======== DATA ENTRIES

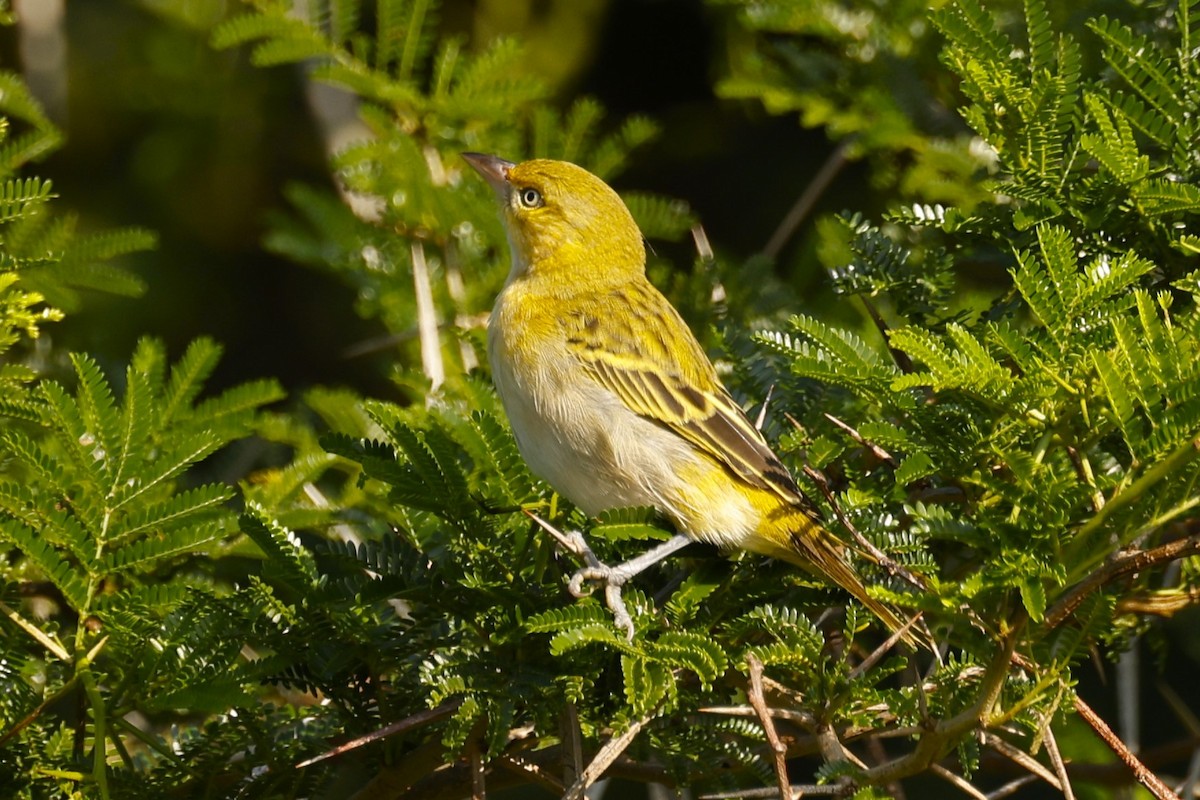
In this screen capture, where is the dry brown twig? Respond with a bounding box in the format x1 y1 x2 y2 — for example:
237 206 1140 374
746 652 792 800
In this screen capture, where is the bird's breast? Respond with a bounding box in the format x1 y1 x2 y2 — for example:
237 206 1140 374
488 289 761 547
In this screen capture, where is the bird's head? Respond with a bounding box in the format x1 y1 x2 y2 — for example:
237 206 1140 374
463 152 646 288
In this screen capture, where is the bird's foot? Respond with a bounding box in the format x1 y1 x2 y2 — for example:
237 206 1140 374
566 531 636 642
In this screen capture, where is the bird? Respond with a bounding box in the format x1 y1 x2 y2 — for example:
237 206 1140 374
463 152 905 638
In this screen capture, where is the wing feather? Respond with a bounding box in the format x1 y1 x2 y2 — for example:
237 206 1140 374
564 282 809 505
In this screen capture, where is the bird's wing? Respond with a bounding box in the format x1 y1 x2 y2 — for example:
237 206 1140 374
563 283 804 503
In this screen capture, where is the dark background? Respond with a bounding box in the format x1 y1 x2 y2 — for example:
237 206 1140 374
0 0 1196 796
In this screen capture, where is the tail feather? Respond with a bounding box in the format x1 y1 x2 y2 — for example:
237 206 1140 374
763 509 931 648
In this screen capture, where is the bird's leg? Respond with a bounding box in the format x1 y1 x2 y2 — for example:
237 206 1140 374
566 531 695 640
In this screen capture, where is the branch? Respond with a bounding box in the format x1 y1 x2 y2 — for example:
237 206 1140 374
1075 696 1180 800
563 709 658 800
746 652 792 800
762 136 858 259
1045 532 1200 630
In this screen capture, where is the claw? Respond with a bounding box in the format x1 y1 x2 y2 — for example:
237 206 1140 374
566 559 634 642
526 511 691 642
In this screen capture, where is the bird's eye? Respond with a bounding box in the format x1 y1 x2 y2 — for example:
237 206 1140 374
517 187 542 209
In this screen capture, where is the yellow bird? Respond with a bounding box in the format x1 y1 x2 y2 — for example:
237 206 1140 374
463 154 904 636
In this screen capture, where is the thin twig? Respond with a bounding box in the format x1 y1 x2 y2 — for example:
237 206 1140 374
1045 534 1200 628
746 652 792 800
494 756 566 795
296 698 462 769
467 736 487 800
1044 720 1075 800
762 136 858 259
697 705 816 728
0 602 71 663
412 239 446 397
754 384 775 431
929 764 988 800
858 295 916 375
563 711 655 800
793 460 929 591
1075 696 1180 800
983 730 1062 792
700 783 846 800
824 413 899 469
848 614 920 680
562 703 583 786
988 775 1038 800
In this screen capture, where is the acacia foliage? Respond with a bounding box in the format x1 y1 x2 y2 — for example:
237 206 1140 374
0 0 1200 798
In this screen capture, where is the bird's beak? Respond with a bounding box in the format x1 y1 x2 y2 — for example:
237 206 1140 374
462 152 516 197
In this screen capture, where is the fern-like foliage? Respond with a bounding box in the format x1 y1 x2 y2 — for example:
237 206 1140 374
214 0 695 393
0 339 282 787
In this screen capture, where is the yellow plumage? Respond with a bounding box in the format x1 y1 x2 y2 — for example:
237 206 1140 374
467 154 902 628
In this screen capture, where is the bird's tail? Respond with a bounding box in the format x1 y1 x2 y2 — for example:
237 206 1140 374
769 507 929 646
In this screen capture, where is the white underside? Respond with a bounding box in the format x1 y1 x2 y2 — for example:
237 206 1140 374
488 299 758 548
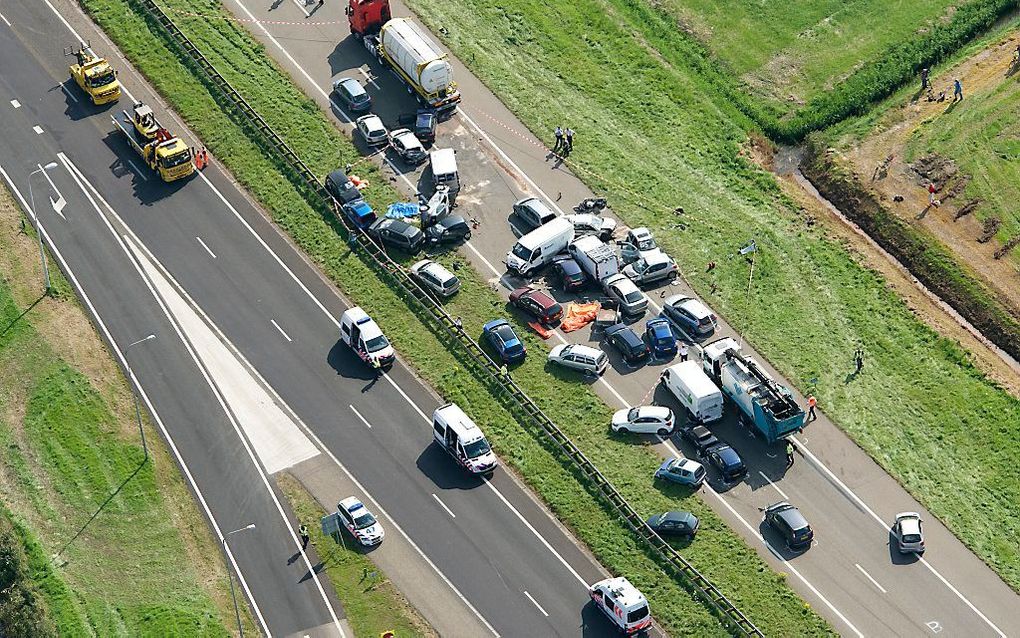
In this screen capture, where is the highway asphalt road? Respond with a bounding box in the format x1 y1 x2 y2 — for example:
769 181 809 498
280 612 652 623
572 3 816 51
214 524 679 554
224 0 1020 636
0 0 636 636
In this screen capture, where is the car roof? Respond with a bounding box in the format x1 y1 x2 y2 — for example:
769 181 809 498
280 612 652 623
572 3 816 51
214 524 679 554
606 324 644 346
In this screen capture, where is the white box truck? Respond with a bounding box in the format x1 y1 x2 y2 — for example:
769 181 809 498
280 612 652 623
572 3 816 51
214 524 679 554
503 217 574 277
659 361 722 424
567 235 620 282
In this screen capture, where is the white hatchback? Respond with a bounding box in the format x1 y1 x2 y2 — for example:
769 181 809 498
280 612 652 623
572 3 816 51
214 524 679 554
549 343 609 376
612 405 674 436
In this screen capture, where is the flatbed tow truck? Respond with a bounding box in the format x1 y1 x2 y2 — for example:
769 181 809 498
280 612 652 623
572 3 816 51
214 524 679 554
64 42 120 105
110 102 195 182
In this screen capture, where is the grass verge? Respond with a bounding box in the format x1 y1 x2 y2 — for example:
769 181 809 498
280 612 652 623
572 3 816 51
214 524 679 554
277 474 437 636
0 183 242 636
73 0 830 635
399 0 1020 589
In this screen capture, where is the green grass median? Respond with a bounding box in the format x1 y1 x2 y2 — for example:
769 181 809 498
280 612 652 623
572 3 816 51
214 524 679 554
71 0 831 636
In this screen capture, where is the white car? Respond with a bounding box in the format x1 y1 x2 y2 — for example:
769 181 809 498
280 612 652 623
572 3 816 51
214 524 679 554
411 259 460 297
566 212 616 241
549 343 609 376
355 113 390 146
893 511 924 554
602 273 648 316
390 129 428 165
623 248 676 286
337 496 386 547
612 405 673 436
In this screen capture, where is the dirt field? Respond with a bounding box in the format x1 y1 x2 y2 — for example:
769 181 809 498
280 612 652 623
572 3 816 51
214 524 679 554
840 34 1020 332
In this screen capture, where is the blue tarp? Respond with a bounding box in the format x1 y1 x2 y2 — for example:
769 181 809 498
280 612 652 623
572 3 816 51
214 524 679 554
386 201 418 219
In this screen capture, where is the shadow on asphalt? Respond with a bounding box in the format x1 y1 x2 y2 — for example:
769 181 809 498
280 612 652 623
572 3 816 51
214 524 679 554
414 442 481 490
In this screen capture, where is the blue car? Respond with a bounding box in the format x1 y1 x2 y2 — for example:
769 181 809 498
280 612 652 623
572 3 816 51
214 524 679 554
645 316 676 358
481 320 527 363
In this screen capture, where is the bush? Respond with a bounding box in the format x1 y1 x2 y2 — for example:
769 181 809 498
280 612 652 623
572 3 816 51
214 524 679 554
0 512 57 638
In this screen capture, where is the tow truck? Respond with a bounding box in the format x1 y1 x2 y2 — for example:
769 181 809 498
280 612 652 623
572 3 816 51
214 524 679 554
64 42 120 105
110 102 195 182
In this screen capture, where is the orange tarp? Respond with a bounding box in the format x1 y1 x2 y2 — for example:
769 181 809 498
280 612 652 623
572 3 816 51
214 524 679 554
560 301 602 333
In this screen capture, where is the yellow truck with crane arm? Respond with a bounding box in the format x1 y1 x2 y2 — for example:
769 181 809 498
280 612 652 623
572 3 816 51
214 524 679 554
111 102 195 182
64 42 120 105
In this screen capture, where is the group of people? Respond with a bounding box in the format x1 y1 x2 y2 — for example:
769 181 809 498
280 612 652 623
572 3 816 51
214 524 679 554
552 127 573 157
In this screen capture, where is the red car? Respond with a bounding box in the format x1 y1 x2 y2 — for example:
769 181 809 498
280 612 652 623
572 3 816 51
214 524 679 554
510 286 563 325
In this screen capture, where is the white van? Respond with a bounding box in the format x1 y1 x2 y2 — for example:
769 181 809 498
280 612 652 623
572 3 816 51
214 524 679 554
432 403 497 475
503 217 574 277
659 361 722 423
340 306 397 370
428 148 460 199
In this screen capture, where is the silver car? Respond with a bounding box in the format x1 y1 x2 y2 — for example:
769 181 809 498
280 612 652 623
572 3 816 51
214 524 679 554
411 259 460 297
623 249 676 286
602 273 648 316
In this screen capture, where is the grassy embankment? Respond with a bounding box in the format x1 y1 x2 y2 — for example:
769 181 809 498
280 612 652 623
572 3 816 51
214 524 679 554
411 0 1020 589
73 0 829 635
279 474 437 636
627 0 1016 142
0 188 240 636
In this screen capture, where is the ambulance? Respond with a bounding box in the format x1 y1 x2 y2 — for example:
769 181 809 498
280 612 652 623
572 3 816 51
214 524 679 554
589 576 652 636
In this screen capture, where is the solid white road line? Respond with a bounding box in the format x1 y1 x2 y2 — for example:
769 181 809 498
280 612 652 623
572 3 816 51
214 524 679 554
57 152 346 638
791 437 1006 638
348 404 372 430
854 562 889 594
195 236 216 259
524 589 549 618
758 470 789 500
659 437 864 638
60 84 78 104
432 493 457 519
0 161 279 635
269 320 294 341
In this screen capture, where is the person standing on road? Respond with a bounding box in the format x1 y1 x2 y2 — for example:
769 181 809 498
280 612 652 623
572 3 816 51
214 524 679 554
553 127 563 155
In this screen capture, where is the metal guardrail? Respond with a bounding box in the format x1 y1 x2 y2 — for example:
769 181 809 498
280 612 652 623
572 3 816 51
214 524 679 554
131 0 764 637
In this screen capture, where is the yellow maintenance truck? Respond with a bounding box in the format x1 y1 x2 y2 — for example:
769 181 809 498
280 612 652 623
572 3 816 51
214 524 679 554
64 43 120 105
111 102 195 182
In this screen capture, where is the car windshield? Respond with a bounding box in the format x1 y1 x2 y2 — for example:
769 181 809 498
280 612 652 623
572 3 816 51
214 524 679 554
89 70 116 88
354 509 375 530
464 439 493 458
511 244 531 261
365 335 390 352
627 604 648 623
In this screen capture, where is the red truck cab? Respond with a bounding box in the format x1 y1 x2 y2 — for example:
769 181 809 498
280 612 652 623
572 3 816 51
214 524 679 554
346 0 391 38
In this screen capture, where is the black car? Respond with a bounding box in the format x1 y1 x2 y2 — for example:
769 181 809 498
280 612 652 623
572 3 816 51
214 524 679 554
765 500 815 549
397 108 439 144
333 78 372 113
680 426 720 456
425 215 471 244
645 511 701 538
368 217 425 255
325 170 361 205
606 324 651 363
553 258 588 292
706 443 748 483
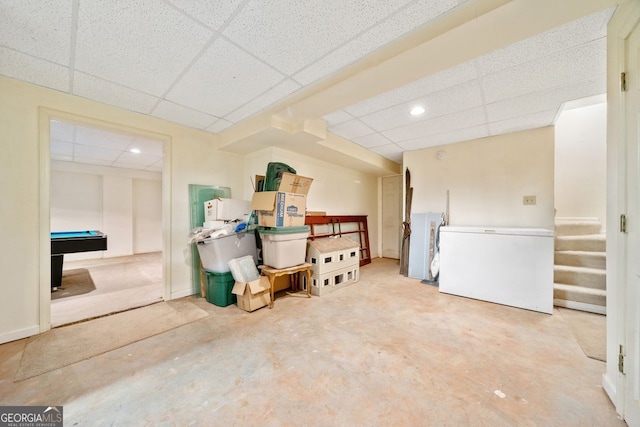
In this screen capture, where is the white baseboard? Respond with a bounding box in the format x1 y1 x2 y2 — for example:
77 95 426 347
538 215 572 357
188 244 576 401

================

_CHALLENGE_: Starting at the line that has "In this screen capture, where is the flatbed" and ending with the line that has "71 0 831 636", write out that part of the material again with every "bounding box" replaced by "rectangle" and everything else left as it is.

_EXERCISE RESPONSE_:
In this screen capture, where is the flatbed tow truck? Respond with a rectangle in the format x1 y1 x2 y2 — for example:
769 181 809 498
280 612 652 623
572 3 816 51
214 524 679 554
64 42 120 105
110 102 195 182
In this screen capture, where is the grass verge? Respond with a rectangle in the format x1 y1 x2 y2 — for example:
769 181 809 498
280 612 652 623
572 3 816 51
214 524 679 554
277 474 437 636
0 183 242 636
73 0 830 635
399 0 1020 589
In this screen capture, where is the green grass median? Respond with a rectangle in the format x1 y1 x2 y2 — for example:
769 181 809 498
280 612 652 623
572 3 816 51
214 524 679 554
71 0 831 636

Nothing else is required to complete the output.